**PROBLEM**
The reply must reproduce each line below exactly.

**RAW DATA**
○ ○ ○ ○ ○
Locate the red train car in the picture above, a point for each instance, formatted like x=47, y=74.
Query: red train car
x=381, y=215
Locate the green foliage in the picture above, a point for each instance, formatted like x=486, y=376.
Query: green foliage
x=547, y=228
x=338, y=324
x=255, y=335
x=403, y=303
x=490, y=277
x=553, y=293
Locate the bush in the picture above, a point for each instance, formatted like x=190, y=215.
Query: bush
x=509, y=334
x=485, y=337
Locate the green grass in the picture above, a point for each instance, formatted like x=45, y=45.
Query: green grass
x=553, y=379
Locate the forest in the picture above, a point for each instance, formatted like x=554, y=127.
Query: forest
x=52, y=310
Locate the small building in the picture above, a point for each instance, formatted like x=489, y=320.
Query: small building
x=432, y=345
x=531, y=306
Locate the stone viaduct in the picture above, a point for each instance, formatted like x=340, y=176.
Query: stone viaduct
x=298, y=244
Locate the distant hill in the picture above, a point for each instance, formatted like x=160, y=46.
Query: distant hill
○ ○ ○ ○ ○
**ANSWER BOX**
Locate the red train car in the picture above, a point for each instance, formatted like x=47, y=74.
Query: red train car
x=381, y=215
Locate the green foliage in the picture above, a point for each instance, formatted like x=486, y=376.
Query: green foliage
x=547, y=228
x=338, y=324
x=255, y=335
x=403, y=303
x=490, y=277
x=553, y=293
Locate the bush in the picture above, a point for each instance, formatted like x=190, y=215.
Query: bush
x=509, y=334
x=485, y=337
Locate the green grass in the picture above, a point for each instance, formatted like x=45, y=45.
Query: green grass
x=553, y=379
Locate the forest in the picture above, a point for each instance, formatted like x=554, y=127.
Query: forest
x=52, y=310
Locate the small building in the picture above, a point for each instance, formatted like x=489, y=320.
Query: small building
x=432, y=345
x=531, y=306
Locate the stone viaduct in the picture above, a point for each instance, formatted like x=340, y=176.
Query: stone viaduct
x=298, y=244
Locate the distant hill in the picture above, a point for each instance, formatted like x=160, y=46.
Query: distant hill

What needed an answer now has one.